**AUFGABEN**:
a) Gib den Text über den Homunculus ab „Innerhalb der Handlung“ bis einschließlich „im Keller hätten?“ wortgetreu wieder.
b) Beantworte anhand des Textes über den Homunculus die folgenden Fragen:
(i) Von wem stammen der Kopf und die rechte Hand des Homunculus?
(ii) Welcher Name stand laut Besetzungsliste für die Schreie des Homunculus?
(iii) Welche Version über die Herkunft des Homunculus vertritt Frankenstein gegenüber Tom und Eireen?
c) Schreibe den Text über den Homunculus im Anschluss an seinen letzten Satz weiter.

**VORLIEGENDER TEXT**:
═══
Sprecher Ernst von Klipstein
Markante Textbeiträge [...]
Zur Person Künstlicher Mensch, den Dr. Frankenstein (lassen wir mal das Versteckspiel, Doktor) zusammen mit seiner Assistentin Dr. Finistra zusammengeschustert hat. Der Homunculus ist also einfach nur das klassische Frankenstein-Monster, jedenfalls von Hals bis Fuß. Sein Kopf und seine rechte Hand stammen nämlich vom vampirischen Höllenboten Hemator, der auf seinem Weg nach Schloß Mordabrunn von Dr. Finistra abgefangen und verstümmelt wurde. Die meiste Zeit liegt der Homunculus in Frankensteins Labor herum, und als Frankenstein ihn schließlich aufstehen läßt, ist er sogar noch um ein weiteres Organ reicher: Inzwischen hat Frankenstein nämlich noch das Hirn seiner verblichenen (von ihm ermordeten?) Assistentin in Hemators Ex-Kopf eingepflanzt. Das hätte er mal lieber bleiben lassen, denn nun hat der Homunculus nur noch Unsinn im Kopf. Finistra treibt in ihrem neuen Körper lauter destruktiven Schabernack, dem zunächst Frankenstein (oder auch nicht?) und dann auch noch fast Eireen Fox und Tom Fawley zum Opfer fallen.
Klingt kompliziert. Das ist auch kein Wunder, handelt es sich bei dem Homunculus doch um eine der mysteriösesten Gestalten der Gruselserie. Am Ende mögen sein Kopf und seine rechte Hand im Sonnenlicht vergehen, doch zurück bleibt nicht nur sein Rumpf, sondern auch eine Reihe von Fragen:
Das erste große Rätsel war seine Stimme. Jahrelang blieb verborgen, wer der geheimnisvolle Andreas Weber war, der laut Besetzungsliste die markerschütternden, unartikulierten Schreie des Homunculus ausgestoßen hatte. No-name Weber wurde schließlich als Europa-Veteran Ernst von Klipstein enttarnt. Doch warum hatte von Klipstein sich hinter einem derart einfallslosen Pseudonym verborgen? Hatten ihn Namen wie "Dr. Stein" oder "Graf Cula" inspiriert? Oder war er mit der Rolle unzufrieden, die ihm kein einziges Wörtchen Text gönnte? Das hatte ihrerzeit doch weder Boris Karloff noch Christopher Lee abgehalten ...
Innerhalb der Handlung ist die Lage nicht klarer. Im Gegenteil: Stammt der Homunculus nun aus der Retorte, oder wurde er - in bester Frankenstein-Tradition - komplett aus Leichenteilen zusammengefügt? Frankenstein vertritt gegenüber Tom und Eireen die Retortenversion. Auf Toms zweifelnde Nachfrage hin bestätigt Dr. Finistra die Aussage ihres Chefs, um gleich danach ein wenig verlegen einzuräumen: "Kleine Korrekturen waren nötig. Einige Operationen, Sie verstehen?" Nun, wir wissen ja, was Dr. Finistra hier zu vertuschen sucht. Und es erscheint auch merkwürdig, daß ein künstlicher Mensch in der Retorte auf die stattliche Größe von über zwei Meter wächst, der Kopf und eine Hand aber völlig auf sich warten lassen. Wen würde es wundern, wenn Frankenstein und Finistra noch andere Leichen im Keller hätten?
═══
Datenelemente
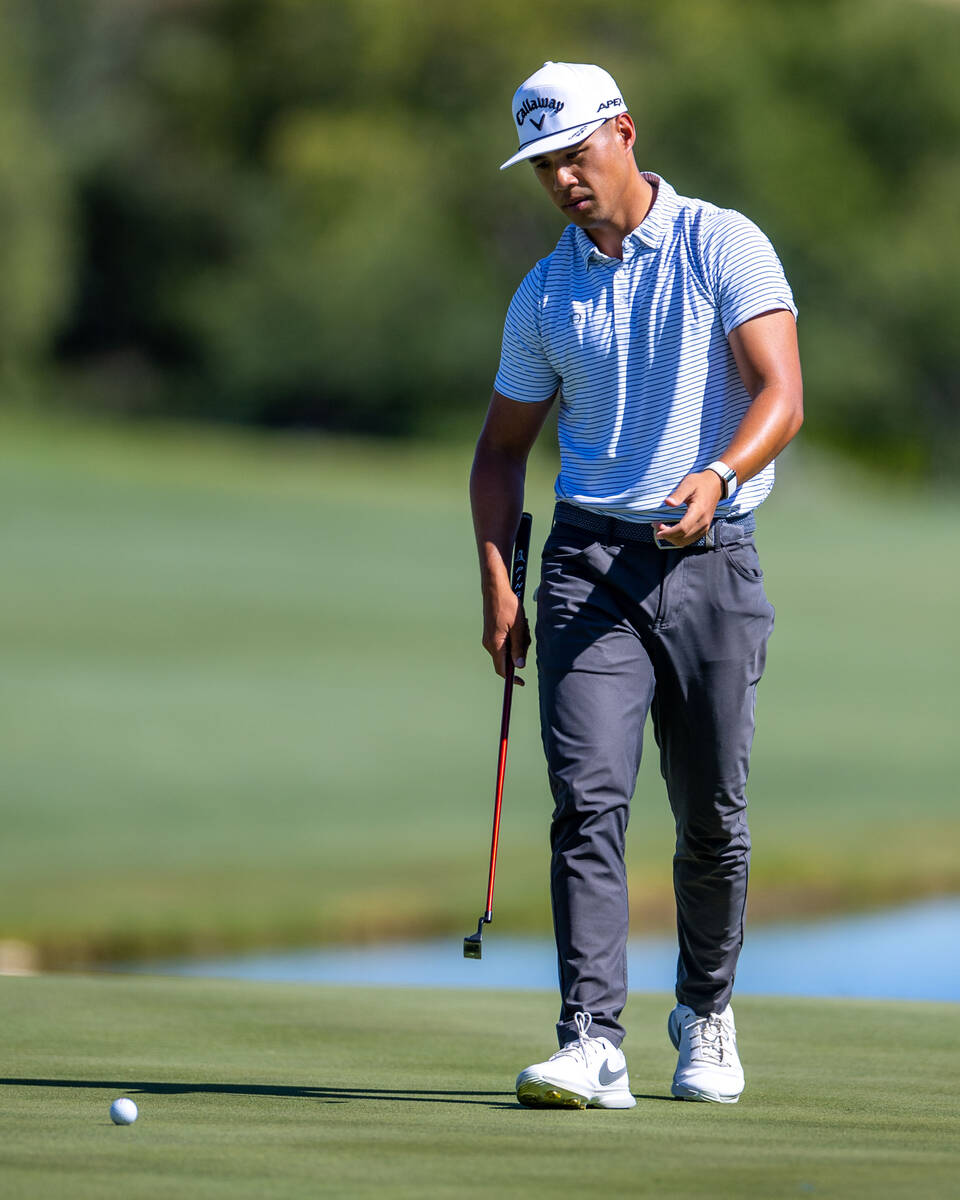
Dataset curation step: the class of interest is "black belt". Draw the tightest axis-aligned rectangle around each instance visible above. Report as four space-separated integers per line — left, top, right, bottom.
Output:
553 500 757 550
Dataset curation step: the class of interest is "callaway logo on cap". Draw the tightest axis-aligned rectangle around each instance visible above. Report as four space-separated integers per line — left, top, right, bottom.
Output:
500 62 626 170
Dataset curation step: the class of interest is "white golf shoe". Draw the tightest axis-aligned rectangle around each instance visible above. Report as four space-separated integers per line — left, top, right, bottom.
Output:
667 1004 743 1104
517 1013 637 1109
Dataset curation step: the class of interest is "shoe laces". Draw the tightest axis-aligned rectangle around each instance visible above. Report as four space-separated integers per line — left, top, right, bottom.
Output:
550 1013 596 1066
684 1013 731 1067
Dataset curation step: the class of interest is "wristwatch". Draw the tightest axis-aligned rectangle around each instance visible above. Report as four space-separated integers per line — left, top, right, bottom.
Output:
703 458 739 500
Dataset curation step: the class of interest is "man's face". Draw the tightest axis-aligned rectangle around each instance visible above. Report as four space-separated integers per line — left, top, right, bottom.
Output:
530 115 636 229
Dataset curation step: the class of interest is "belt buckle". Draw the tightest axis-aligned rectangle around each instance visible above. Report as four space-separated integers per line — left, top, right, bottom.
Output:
650 521 683 550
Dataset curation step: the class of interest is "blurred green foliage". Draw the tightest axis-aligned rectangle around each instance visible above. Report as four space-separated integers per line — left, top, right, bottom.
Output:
0 0 960 474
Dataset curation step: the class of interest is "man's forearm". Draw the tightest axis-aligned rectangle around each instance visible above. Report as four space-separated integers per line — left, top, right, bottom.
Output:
470 442 526 590
722 384 803 484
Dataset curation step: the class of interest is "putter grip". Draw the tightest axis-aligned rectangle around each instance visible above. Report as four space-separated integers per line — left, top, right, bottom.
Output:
510 512 533 604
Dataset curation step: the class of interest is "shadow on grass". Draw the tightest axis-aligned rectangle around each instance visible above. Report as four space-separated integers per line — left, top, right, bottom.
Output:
0 1078 676 1111
0 1078 520 1109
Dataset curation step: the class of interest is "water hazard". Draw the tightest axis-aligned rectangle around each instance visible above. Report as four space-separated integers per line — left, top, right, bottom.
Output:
120 896 960 1001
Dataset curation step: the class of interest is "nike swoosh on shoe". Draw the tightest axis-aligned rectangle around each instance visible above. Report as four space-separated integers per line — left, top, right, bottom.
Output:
598 1062 626 1087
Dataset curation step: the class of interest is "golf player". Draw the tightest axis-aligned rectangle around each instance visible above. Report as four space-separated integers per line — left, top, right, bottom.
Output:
470 62 803 1108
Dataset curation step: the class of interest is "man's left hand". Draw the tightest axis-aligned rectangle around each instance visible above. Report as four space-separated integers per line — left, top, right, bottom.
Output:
653 470 724 550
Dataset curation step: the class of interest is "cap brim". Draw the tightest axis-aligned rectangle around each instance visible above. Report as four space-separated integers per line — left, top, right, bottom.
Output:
500 116 606 170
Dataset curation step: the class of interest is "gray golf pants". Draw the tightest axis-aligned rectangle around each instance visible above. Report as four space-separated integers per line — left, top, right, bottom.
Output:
536 508 773 1045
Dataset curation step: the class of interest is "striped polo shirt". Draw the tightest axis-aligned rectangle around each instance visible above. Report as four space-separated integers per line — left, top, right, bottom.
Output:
494 172 797 521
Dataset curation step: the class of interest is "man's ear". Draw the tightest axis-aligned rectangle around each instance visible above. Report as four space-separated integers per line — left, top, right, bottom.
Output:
613 113 637 152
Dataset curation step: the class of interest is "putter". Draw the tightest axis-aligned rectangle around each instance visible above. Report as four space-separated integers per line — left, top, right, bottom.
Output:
463 512 533 959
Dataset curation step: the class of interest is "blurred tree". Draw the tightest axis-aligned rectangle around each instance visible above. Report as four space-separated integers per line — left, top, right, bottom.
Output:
0 6 72 388
7 0 960 474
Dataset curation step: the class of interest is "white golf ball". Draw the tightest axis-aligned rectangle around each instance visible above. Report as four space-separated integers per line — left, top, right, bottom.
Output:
110 1096 137 1124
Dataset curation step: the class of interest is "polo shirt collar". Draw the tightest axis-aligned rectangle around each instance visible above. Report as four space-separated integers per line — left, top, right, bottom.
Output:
574 170 677 266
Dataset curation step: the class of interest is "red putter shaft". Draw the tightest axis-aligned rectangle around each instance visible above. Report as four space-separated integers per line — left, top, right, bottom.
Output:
463 512 533 959
484 649 515 924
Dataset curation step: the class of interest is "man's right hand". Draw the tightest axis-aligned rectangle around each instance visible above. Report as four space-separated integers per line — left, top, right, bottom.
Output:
484 584 530 688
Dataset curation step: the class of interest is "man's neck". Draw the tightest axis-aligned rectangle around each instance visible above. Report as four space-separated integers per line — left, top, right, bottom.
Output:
584 172 656 258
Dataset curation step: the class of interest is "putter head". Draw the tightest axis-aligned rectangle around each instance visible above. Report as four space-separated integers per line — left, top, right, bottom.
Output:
463 913 490 959
463 932 484 959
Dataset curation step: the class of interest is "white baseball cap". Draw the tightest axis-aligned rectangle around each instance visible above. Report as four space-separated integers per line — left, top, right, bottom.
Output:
500 62 626 170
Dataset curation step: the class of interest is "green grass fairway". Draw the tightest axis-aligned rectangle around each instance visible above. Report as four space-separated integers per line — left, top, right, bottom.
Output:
0 414 960 964
0 977 960 1200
═══
**LÖSUNGEN**:
a)
Innerhalb der Handlung ist die Lage nicht klarer. Im Gegenteil: Stammt der Homunculus nun aus der Retorte, oder wurde er - in bester Frankenstein-Tradition - komplett aus Leichenteilen zusammengefügt? Frankenstein vertritt gegenüber Tom und Eireen die Retortenversion. Auf Toms zweifelnde Nachfrage hin bestätigt Dr. Finistra die Aussage ihres Chefs, um gleich danach ein wenig verlegen einzuräumen: "Kleine Korrekturen waren nötig. Einige Operationen, Sie verstehen?" Nun, wir wissen ja, was Dr. Finistra hier zu vertuschen sucht. Und es erscheint auch merkwürdig, daß ein künstlicher Mensch in der Retorte auf die stattliche Größe von über zwei Meter wächst, der Kopf und eine Hand aber völlig auf sich warten lassen. Wen würde es wundern, wenn Frankenstein und Finistra noch andere Leichen im Keller hätten?

b)
(i) Vom vampirischen Höllenboten Hemator.
(ii) Andreas Weber.
(iii) Die Retortenversion.

c)
Weiter: Warum gab Finistra dem Homunculus den Kopf und die Hand Hemators? Lebensfähiger macht das den künstlichen Menschen ja nicht. Wollte sie einfach ihrem Chef und dem selbsternannten Hausherrn Dracula gleichzeitig eins auswischen und so zwei Fliegen mit einer Klappe schlagen? Oder glaubte sie, dem Homunculus gerade durch einen vampirischen Kopf Unsterblichkeit zu verleihen?
Nun mal zu Frankensteins Rolle: Wieso erweckt er den Homunculus zum Leben, obwohl Tom ihn über die vampirischen Teile seines Geschöpfes aufgeklärt hat? Und warum nur hat er ihm zuvor noch ausgerechnet Finistras Gehirn eingesetzt, die er selbst als "Wahnsinnige" durchschaut hat und die ihm ja offensichtlich nur Böses wollte? Wieso benutzt er nicht Hemators Hirn, das ja schon an Ort und Stelle ist? Wo ist Hemators Hirn eigentlich geblieben? Und wie schafft er es, den Homunculus binnen kürzester Zeit ohne fachkundige Assistenz zu beleben, obwohl Finistra noch am gleichen Abend gemutmaßt hatte, das würde noch etwa zwei Tage dauern? Warum hat er - nach all dem Ärger - das Monster überhaupt noch an diesem jungen Morgen auf die Beine gebracht? Um Tom und Eireen zu beeindrucken? Das zumindest ist ihm sicher gelungen - wenn auch anders, als er es sich gedacht haben dürfte.
Zu guter Letzt: Warum ist eigentlich - sogar in den Credits - immer vom "Humunculus" die Rede, obwohl es doch korrekt "Homunculus" heißen müßte? Ein Druckfehler? Ein weiterer Seitenhieb auf die lückenhaften Lateinkenntnisse Frankensteins ("homo futura")? Oder handelt es sich hierbei um den letzten aller Decknamen?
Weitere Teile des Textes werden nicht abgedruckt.